TEXTAUSSCHNITT:
•••
Das Ende (Anna Seghers)
Das Ende ist der Titel einer 1945 entstandenen Erzählung von Anna Seghers. Die Autorin greift darin auf die Figur des Scharführers Zillig aus dem Roman Das siebte Kreuz zurück und verfolgt dessen Schicksal nach dem Zweiten Weltkrieg. Geschildert werden die letzten Stationen seiner Flucht, nachdem er versuchte, in sein altes Leben auf einem Bauerndorf zurückzukehren.
Überblick
In Umkehrung der Flucht der KZ-Häftlinge des Romans „Das siebte Kreuz“ ist in der Erzählung „Das Ende“ der KZ-Aufseher Zillich der Verfolgte. Nach der zufälligen Begegnung mit dem ehemaligen Häftling Volpert, der in einer Parallelhandlung die Fahndung auslöst und auch selbst recherchiert, flieht er aus seinem Dorf. In einer Stationensequenz versucht er unterzutauchen, wird aber auf jeder Etappe mit seiner Vergangenheit konfrontiert.
Vorgeschichte im Lager Piaski
Nach Westhofen arbeitet Zillich als Wachmann in verschiedenen Lagern, zuletzt unter dem aus dem „Siebten Kreuz“ bekannten Kommandanten Sommerfeld in Piaski[1]. Er bewacht zusammen mit seinem Kollegen Nagel und dem Personal die meist jüdischen Insassen, die er schmierige Treppen ablecken lässt, und quält die Arbeitskolonnen mit Strafexerzieren. „Gleichgültig-aufmerksam“ verfolgt er die Ausführung seiner Befehle: Hinrichtungen am Galgen, nächtliche Erschießungen, zu-Tode-Prügeln. Vor Anrücken der Sowjets werden die meisten Gefangenen erschossen. Die Aufseher verändern ihr Aussehen und ihre Namen, setzen sich in den Westen ab und tauchen dort unter. Zillich kehrt zu seiner Familie auf den abgelegenen Bauernhof zurück. Während er vor dem Krieg als SA-Mann oft bei Schlägerei-Einsätzen unterwegs war, seine Frau für sich arbeiten ließ, sie schlecht behandelte und in der Kriegszeit seine Familie nur ab und zu im Urlaub besuchte, erwirbt er jetzt durch seine Arbeitsamkeit die Achtung der Dorfbewohner und er fühlt sich sicher.
•••
BEREITGESTELLTE DATEN:
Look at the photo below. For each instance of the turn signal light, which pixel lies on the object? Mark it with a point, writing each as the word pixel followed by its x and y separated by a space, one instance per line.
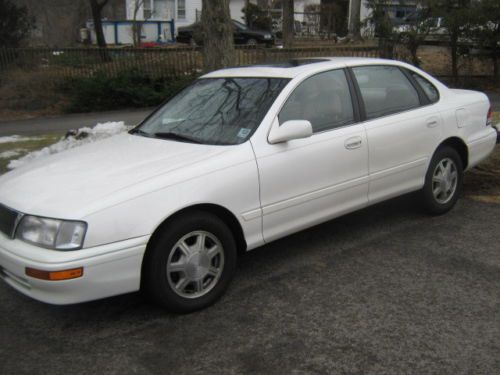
•••
DEINE AUFGABE:
In welchem Lager arbeitet Zillich laut dem Textausschnitt zuletzt als Wachmann, und unter welchem Kommandanten?

ERGEBNIS DER AUFGABE:
Zuletzt arbeitet er in Piaski unter dem Kommandanten Sommerfeld.